Problem description: Could you edit the lines below, starting at the first one and ending at the one that contains "xmin=580 ymin=4 xmax=770 ymax=21", so that "stone cornice" becomes "brick cornice" and nothing else changes, and give back only that stretch?

Supplied records:

◇ ◇ ◇ ◇ ◇ ◇ ◇

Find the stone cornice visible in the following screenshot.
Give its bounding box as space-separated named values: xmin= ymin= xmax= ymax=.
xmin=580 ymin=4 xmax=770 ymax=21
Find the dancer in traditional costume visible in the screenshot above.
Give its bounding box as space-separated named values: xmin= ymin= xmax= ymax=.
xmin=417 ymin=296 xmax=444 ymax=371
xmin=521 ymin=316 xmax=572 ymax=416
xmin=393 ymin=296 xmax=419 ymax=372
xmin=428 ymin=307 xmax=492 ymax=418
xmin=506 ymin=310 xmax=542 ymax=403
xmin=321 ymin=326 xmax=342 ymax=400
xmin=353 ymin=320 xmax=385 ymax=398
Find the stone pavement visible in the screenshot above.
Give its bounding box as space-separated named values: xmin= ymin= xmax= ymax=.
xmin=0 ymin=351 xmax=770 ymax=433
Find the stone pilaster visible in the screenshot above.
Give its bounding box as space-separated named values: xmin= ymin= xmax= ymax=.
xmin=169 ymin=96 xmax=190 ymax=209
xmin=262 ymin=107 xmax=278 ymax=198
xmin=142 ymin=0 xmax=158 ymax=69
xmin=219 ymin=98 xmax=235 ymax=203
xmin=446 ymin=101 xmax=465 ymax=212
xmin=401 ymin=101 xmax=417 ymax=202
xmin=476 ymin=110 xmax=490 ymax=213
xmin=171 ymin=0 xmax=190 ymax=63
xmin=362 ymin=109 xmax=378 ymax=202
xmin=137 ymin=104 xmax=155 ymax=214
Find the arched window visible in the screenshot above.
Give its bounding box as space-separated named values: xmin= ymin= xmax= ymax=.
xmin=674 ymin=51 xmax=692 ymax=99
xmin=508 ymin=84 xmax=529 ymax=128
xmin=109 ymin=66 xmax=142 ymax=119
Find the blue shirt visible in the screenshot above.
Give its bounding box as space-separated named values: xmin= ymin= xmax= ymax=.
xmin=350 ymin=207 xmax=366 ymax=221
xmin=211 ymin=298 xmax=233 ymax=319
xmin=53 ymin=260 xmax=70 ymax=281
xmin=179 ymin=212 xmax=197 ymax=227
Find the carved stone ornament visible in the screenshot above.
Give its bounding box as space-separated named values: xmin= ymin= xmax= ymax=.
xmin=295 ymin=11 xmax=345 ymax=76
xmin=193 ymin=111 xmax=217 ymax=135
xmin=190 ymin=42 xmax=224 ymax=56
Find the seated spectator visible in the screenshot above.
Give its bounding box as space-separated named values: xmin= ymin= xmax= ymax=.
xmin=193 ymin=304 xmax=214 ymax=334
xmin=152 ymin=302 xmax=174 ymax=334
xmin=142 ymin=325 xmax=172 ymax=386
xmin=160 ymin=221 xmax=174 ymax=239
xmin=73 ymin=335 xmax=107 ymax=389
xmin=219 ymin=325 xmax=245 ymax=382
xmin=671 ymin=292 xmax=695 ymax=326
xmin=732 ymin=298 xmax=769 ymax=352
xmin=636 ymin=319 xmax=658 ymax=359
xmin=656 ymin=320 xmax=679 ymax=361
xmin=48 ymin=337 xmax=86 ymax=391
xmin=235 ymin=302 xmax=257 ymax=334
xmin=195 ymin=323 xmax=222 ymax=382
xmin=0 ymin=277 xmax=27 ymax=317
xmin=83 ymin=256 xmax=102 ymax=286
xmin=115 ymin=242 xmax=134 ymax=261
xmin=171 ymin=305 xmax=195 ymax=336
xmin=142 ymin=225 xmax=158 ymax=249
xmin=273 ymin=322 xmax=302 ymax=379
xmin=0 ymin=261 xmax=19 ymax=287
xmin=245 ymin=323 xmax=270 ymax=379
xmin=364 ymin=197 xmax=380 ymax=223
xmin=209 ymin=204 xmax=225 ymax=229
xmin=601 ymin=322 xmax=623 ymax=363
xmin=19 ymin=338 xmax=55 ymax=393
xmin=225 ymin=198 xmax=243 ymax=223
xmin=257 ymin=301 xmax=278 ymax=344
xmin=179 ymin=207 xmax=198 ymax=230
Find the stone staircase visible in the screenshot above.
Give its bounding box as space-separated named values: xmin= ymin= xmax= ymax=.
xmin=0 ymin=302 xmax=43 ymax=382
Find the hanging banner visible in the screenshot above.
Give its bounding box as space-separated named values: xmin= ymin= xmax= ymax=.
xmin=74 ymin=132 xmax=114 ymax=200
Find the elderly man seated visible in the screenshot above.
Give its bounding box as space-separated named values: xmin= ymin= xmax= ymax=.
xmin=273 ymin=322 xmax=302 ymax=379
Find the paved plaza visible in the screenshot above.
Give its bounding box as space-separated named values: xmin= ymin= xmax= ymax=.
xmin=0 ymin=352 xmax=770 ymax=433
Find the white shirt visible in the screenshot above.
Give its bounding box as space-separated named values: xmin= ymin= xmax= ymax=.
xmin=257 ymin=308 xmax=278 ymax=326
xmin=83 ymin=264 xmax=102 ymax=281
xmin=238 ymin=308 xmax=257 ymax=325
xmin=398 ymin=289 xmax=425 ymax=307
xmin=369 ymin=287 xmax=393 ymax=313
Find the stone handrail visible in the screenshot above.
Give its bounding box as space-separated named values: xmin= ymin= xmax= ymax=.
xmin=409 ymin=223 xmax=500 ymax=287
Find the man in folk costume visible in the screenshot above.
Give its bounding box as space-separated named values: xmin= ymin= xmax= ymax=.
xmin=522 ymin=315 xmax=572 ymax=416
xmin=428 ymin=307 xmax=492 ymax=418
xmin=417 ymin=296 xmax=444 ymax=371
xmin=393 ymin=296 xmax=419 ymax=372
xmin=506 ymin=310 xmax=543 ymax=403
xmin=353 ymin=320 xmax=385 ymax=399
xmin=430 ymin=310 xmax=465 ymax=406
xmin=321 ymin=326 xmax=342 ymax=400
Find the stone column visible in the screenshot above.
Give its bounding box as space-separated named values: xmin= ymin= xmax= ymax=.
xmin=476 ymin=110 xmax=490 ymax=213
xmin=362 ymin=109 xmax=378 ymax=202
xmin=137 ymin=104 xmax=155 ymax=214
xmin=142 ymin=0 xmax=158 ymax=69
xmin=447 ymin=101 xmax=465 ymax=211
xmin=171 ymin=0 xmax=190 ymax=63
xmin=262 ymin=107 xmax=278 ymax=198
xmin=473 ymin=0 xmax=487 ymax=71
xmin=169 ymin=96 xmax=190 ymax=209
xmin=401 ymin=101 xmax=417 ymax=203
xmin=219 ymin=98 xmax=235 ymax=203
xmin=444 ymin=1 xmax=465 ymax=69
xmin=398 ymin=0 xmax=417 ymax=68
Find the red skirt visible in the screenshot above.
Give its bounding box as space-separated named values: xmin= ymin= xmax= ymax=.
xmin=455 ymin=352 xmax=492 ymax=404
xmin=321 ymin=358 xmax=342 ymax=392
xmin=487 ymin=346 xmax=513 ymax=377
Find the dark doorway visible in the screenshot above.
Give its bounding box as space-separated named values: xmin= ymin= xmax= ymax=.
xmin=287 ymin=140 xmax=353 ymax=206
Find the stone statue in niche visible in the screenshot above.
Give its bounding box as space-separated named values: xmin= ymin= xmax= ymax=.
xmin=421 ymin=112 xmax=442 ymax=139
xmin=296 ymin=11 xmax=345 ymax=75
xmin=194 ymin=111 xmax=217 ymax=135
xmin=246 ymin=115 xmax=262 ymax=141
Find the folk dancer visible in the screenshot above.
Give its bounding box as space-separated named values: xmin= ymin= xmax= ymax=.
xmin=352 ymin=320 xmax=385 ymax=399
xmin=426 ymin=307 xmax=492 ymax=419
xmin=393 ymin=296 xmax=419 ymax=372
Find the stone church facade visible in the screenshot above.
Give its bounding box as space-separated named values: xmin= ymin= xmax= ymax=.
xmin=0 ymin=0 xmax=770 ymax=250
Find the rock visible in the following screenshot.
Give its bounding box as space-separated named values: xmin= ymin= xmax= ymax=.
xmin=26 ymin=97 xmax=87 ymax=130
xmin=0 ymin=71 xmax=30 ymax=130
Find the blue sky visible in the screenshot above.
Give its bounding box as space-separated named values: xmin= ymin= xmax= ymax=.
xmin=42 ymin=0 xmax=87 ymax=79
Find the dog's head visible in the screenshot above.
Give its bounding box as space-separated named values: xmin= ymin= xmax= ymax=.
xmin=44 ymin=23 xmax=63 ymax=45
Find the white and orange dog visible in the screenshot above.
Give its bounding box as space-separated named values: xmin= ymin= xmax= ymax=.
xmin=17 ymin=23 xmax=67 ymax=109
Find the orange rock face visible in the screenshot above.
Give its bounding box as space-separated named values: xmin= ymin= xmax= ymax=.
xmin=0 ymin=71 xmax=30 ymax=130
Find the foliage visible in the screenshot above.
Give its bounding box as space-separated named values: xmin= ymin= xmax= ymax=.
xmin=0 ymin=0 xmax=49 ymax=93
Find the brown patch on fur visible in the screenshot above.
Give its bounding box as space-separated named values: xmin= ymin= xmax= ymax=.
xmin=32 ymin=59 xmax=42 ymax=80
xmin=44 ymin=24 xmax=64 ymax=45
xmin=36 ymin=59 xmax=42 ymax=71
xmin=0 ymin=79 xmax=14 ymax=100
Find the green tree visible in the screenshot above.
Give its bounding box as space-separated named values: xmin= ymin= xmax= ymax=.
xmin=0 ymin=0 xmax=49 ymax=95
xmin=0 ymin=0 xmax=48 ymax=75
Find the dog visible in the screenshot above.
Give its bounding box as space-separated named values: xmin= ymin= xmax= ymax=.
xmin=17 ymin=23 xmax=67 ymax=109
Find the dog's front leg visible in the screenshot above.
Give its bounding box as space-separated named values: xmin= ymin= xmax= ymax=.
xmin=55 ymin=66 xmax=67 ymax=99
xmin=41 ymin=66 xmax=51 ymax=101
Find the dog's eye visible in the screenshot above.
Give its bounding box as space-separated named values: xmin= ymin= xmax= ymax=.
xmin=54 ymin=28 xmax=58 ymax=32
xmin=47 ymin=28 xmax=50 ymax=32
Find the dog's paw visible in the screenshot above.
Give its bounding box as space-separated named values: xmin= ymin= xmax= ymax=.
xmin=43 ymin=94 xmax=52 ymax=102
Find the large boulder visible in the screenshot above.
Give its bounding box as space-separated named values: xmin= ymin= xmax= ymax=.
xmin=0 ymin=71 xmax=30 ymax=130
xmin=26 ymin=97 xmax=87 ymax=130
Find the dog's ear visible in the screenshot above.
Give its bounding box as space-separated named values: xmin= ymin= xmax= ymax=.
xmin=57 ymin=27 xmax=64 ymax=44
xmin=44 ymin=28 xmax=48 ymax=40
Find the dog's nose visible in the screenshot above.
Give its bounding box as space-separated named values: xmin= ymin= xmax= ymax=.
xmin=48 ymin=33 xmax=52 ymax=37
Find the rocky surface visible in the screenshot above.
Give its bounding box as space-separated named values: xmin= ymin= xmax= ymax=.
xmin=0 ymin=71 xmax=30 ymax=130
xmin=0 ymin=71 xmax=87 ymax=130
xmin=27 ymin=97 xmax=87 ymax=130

◇ ◇ ◇ ◇ ◇ ◇ ◇

Result for this exercise:
Find the brick cornice visible in the following screenshot.
Give its bounding box as space-separated named values: xmin= ymin= xmax= ymax=.
xmin=580 ymin=4 xmax=770 ymax=21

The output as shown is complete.